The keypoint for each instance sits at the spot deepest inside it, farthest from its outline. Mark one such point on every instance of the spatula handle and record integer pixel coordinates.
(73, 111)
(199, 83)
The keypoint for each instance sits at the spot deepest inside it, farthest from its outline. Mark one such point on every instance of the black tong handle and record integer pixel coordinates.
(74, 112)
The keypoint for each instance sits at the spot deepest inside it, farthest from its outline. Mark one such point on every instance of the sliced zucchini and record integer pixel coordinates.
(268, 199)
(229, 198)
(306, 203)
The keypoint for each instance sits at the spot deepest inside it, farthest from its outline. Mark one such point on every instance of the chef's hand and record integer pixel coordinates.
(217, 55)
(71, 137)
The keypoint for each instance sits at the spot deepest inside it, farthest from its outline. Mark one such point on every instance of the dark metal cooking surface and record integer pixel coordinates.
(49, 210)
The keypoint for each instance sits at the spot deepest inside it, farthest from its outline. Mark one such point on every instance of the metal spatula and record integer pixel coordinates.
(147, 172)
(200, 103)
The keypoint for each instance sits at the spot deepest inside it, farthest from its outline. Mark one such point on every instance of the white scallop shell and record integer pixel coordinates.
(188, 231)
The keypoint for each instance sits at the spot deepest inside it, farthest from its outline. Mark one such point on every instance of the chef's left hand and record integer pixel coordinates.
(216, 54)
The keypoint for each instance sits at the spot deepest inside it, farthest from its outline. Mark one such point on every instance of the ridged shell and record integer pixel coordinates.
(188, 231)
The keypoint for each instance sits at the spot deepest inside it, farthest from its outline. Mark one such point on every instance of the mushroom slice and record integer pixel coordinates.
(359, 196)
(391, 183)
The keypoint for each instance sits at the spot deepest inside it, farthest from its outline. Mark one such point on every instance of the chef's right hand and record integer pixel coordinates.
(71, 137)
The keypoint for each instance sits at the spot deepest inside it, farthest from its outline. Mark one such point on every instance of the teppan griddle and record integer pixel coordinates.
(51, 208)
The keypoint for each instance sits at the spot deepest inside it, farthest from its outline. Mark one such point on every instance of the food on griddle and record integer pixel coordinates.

※

# EXERCISE DESCRIPTION
Reproduce the listing shown above in its entirety, exactly.

# RESPONSE TO THIS EXERCISE
The keypoint for each instance sits at the spot deepest inside it, farthest from its outline. Mark one such point on every instance of the spatula handle and record integer pixel coordinates.
(73, 111)
(199, 83)
The keypoint for each instance sits at the spot deepest inside it, farthest from its outline. Mark one such point on every instance of the black tong handle and record integer pixel coordinates.
(74, 112)
The keypoint for each instance sits at the spot deepest inside it, farthest from its outline. Mark one such point on every instance of the sliced zucchini and record integer pixel coordinates.
(268, 199)
(229, 198)
(306, 203)
The keypoint for each instance sits at the spot deepest inside it, farthest from its outline. Mark one such point on every instance of the chef's hand and record integer pixel coordinates.
(217, 55)
(71, 137)
The keypoint for each instance sits at the spot deepest inside it, farthest from its outline. Mark one such point on every instance of the dark metal cooking surface and record integer pixel coordinates.
(49, 210)
The keypoint for each instance sits at the spot deepest inside it, farthest from its outline. Mark one such point on every instance of the metal spatula and record integer pixel coordinates.
(147, 172)
(200, 103)
The keypoint for each instance sits at the spot deepest inside it, farthest from its outline. Mark one such point on every instance of the white scallop shell and record integer pixel coordinates.
(188, 231)
The keypoint for each instance sits at the spot deepest inside it, farthest from its outline. Mark one such point on every instance of the chef's left hand and record integer pixel coordinates.
(216, 54)
The keypoint for each instance sits at the spot deepest inside it, farthest from its outline. Mark one such point on every instance of the ridged shell and record integer pixel coordinates.
(188, 231)
The keypoint for each instance sits at the spot deepest inside it, farthest from its outline. Mark one such point on every instance of the mushroom slice and record integer pixel coordinates.
(359, 196)
(391, 183)
The keypoint for each instance sits at the spot deepest inside it, farthest from its outline. Mark one such point on every instance of the chef's right hand and record integer pixel coordinates.
(71, 137)
The keypoint for each instance sits at the spot deepest inside it, farthest from its outline. Mark one such point on every instance of the teppan griddle and record integer pixel coordinates.
(51, 208)
The keypoint for each instance sits at the spot deepest inside it, farthest from its outline. Mark one such point on every instance of the food on griddle and record integer pixel coordinates.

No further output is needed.